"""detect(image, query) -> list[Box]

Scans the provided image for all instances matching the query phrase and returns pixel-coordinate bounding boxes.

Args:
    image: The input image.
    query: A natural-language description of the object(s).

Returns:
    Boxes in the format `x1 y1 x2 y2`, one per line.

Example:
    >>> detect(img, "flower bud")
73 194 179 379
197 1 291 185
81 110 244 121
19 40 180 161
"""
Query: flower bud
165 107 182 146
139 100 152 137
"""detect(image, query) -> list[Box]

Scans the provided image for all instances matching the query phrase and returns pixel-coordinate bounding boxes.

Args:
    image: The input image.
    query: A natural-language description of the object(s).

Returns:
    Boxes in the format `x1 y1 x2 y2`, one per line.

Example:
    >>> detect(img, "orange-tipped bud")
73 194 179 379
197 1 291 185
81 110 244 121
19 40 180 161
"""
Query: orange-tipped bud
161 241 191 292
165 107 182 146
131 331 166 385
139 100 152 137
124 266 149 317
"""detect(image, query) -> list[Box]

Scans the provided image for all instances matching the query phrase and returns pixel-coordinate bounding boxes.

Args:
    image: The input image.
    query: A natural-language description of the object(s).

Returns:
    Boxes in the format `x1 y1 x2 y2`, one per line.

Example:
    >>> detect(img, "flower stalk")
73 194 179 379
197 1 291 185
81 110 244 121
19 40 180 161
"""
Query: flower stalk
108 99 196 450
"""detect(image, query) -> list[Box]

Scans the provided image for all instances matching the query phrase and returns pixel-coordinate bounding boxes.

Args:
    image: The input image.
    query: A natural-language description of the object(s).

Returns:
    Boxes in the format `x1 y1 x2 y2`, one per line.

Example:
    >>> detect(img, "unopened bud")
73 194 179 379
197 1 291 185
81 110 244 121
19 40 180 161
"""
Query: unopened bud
☆ ☆ ☆ ☆
Set task: Rename "query phrase" to "search phrase" throughout the lines above, leaving everything else unchanged.

Answer to this exercise:
"""detect(image, query) -> list[Box]

Scans the provided image for all instances matching the search phrase and returns pixel-coordinate bounding boxes.

Args:
    image: The input image.
    query: A natural-language description of the object(s).

Returns:
    Boxes in the format `x1 y1 x2 y2`, one per line.

Example:
    >>> detect(img, "flower bud")
73 194 179 379
197 1 291 185
81 110 244 121
19 40 180 161
"""
Query: flower bud
165 107 182 146
139 100 152 137
"""detect(image, query) -> list[Box]

Scans the provided image for all instances matching the search phrase and returns pixel-coordinate bounding boxes.

Args:
    image: The input image.
    query: A natural-language description of the object(s).

Returns:
    Boxes in the format `x1 y1 x2 y2`, one per line.

Example:
    >>> detect(img, "orange-tipped bud")
73 194 179 379
197 1 291 185
81 110 244 121
19 40 180 161
"""
Query: orange-tipped bud
161 241 191 292
165 107 182 146
131 331 166 385
139 100 152 137
124 266 149 317
"""detect(image, query) -> list[Box]

Scans the provided image for all instances matching the search phrase and returns pixel-coordinate bounding boxes.

Args:
    image: The input image.
    query: A natural-language description of the object(s).

Returns:
    Boxes in the format `x1 y1 x2 y2`, one per line.

Example:
    >>> detect(img, "flower stalk")
73 194 179 379
197 1 291 185
81 110 244 121
19 40 180 161
"""
Query: flower stalk
108 99 196 450
"""detect(image, query) -> list[Box]

Scans the provided image for all instances matching the search phrase and returns pixel-coordinate bounding boxes.

Args:
    image: The input image.
    query: A natural-language description of the object(s).

Returns:
    Boxes in the format `x1 y1 x2 y2`, one per line.

Example:
    >>> detect(img, "unopened bud")
73 194 179 379
197 1 291 185
81 110 244 121
19 40 180 161
"""
Query: unopened bud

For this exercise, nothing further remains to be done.